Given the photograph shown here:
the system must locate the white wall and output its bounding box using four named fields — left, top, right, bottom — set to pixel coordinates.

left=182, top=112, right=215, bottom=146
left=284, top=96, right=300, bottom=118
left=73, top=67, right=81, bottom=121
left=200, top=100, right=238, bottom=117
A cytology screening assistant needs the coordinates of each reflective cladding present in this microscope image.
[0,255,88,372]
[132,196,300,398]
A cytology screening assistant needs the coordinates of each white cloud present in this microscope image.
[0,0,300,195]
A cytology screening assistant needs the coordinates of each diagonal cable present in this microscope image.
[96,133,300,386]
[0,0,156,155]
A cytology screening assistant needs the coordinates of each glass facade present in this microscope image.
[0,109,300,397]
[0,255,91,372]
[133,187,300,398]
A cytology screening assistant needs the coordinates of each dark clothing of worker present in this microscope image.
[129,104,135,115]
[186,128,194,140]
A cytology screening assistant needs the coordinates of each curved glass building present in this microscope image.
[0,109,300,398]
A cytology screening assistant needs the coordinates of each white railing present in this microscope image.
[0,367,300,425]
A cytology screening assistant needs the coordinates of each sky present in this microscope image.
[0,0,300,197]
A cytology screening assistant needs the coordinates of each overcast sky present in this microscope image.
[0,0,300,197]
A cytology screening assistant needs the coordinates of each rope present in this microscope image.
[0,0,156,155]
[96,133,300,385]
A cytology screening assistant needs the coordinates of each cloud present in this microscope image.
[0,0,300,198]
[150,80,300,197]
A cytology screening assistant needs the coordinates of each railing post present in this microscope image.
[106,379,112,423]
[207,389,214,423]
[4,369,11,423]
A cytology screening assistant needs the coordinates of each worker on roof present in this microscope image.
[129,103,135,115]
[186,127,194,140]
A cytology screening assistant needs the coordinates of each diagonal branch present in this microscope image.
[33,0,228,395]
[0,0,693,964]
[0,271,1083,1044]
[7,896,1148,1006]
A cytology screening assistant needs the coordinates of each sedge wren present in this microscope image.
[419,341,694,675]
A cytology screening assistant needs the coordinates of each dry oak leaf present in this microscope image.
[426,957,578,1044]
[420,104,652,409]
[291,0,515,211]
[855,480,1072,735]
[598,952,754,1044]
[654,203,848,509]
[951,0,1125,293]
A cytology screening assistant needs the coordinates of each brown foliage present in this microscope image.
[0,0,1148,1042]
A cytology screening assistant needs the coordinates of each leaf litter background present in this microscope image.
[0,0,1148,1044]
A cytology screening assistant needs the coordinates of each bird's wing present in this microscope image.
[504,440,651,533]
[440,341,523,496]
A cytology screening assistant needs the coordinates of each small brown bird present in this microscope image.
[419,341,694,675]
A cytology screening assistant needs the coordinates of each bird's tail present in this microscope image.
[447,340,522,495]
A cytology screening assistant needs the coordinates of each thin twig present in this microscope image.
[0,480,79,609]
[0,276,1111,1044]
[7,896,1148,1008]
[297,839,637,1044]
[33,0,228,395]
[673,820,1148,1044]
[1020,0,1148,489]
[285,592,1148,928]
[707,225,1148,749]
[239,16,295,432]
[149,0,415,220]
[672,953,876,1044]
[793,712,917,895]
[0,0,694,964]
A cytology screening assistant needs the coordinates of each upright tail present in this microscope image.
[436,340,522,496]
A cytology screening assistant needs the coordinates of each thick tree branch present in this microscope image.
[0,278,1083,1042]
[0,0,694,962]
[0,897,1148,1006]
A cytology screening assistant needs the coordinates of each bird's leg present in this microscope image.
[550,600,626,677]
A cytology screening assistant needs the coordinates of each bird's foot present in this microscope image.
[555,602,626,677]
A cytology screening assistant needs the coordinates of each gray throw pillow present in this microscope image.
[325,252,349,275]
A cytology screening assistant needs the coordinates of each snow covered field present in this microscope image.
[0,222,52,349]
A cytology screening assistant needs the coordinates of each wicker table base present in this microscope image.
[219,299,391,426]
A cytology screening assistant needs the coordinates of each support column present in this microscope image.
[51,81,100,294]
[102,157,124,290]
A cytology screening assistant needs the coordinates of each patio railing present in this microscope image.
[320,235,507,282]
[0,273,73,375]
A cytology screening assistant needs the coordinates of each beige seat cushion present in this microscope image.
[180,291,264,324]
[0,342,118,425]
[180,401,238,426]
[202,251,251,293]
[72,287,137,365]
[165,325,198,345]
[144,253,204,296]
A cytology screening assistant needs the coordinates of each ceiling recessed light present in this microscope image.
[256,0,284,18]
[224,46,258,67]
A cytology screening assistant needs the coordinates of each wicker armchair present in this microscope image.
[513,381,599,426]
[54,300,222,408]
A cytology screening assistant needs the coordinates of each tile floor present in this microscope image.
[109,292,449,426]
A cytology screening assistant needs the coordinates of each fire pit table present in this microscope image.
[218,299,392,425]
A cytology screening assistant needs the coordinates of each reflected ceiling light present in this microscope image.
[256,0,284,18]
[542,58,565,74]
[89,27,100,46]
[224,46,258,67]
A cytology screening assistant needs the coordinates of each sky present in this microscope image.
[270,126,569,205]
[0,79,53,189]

※ ※ ※

### PROMPT
Copy out every item above, word for word and in the same order.

### PROBLEM SOLUTION
Given the photograph shown here:
the system must locate the white wall and output its bounding box using four named fields — left, top, right, bottom — set to pixel coordinates.

left=182, top=112, right=215, bottom=146
left=284, top=96, right=300, bottom=118
left=73, top=67, right=81, bottom=121
left=200, top=100, right=238, bottom=117
A cytology screening assistant needs the coordinates of each reflective cladding present in this microscope image.
[0,255,88,372]
[132,196,300,398]
A cytology screening assistant needs the coordinates of each white cloud present in this microscope image.
[0,0,300,195]
A cytology screening assistant needs the coordinates of each diagonal cable present in this microscope image.
[96,133,300,386]
[0,0,156,155]
A cytology screening assistant needs the coordinates of each glass facade present in this microscope image.
[0,109,300,397]
[0,255,91,372]
[133,187,300,398]
A cytology screening assistant needs the coordinates of each dark clothing of worker present in this microscope image.
[129,104,135,115]
[186,128,194,140]
A cytology screening assistant needs the coordinates of each curved glass building present in this microscope image.
[0,109,300,398]
A cytology screening assistant needs the coordinates of each white railing present in this microscope image.
[0,367,300,425]
A cytology screening assistant needs the coordinates of each sky present in this microscope image.
[0,0,300,197]
A cytology screening assistant needs the coordinates of each overcast sky present in this microscope image.
[0,0,300,197]
A cytology screening assistant needs the coordinates of each rope present in this microscope image.
[0,0,156,155]
[96,133,300,385]
A cytology screening assistant needs the coordinates of each cloud present in this microscope image.
[0,0,300,198]
[150,80,300,197]
A cytology screening assistant needs the coordinates of each railing post present in this microscope image.
[106,379,112,423]
[207,389,214,423]
[4,369,11,423]
A cytology screening assistant needs the coordinates of each worker on roof present in this microscope image.
[129,103,135,115]
[186,127,194,140]
A cytology screening assistant needs the coordinates of each diagonal branch present in this microscope image.
[33,0,228,395]
[0,0,693,964]
[0,271,1083,1044]
[7,896,1148,1006]
A cytology screening assistant needs the coordinates of each sedge wren present in this microscope image.
[419,341,694,675]
A cytology screening assistant needs the coordinates of each dry oak leaf present in this microscope image.
[426,957,578,1044]
[420,104,652,409]
[291,0,515,211]
[855,480,1072,735]
[598,952,754,1044]
[654,203,848,509]
[951,0,1125,293]
A cytology screening assistant needs the coordinates of each brown foliage present in this microscope image.
[0,0,1148,1042]
A cytology screening assistant needs the coordinates of each leaf litter background present in this microscope image.
[0,0,1148,1044]
A cytology screening assistant needs the coordinates of each bird's wing present in this microscope image.
[504,440,651,533]
[440,341,523,496]
A cytology screening assistant needs the coordinates of each small brown bird present in this microscope image.
[419,341,694,675]
A cytology screening assistant needs the coordinates of each bird's tail present in this microscope image.
[447,340,522,495]
A cytology screening assistant needs the coordinates of each thin twig present in this microscope image.
[0,480,79,609]
[0,276,1111,1044]
[7,896,1148,1008]
[297,839,637,1044]
[33,0,228,395]
[673,820,1148,1044]
[1020,0,1148,489]
[285,592,1148,928]
[707,225,1148,749]
[239,16,295,432]
[149,0,415,220]
[672,953,876,1044]
[793,712,917,895]
[0,0,694,964]
A cytology screening assistant needs the coordinates of each upright tail present in this microscope image.
[436,340,522,496]
A cytology screening assistant needs the coordinates of each thick tree branch present in this microscope image.
[0,278,1083,1042]
[0,0,694,962]
[0,897,1148,1006]
A cytology screening assistant needs the coordinates of each bird's leg present in this microscope image.
[550,600,626,677]
A cytology screening assistant needs the coordinates of each bird's foot present in this microscope image.
[555,602,626,677]
A cytology screening assistant needs the coordinates of each gray throw pillow present in this microscope image.
[325,252,349,275]
A cytology screening assistant needs the coordinates of each snow covered field present in this microscope image.
[0,222,52,349]
A cytology screening assistant needs the coordinates of each wicker table base present in this microscope image.
[219,299,391,426]
A cytology screening assistant needs the coordinates of each support column present in this microscope image.
[51,81,100,294]
[102,157,124,290]
A cytology screening assistant needs the coordinates of each patio railing present in this microscope image.
[320,235,507,282]
[0,273,73,375]
A cytology screening assistant needs the coordinates of each beige seat cushion present in this microscope image.
[180,291,264,324]
[0,342,118,425]
[180,401,238,426]
[202,251,251,293]
[72,287,137,365]
[165,325,198,345]
[144,253,204,296]
A cytology screening assistant needs the coordinates of each ceiling recessed light present in this microscope image.
[256,0,284,18]
[224,46,258,67]
A cytology screening assistant needs the coordinates of each wicker armchair present in this microscope image.
[513,381,599,426]
[54,300,222,408]
A cytology screening assistant needs the coordinates of each tile floor present in this microscope image.
[109,292,449,426]
A cytology screening assistant needs the coordinates of each fire pit table present in this microscope image.
[218,299,392,425]
A cytology screening assistant needs the coordinates of each reflected ceiling light present in this microscope image.
[256,0,284,18]
[542,58,565,74]
[89,27,100,46]
[224,46,258,67]
A cytology screening assistant needs the coordinates of each sky present in this microscope image.
[270,126,569,205]
[0,79,53,189]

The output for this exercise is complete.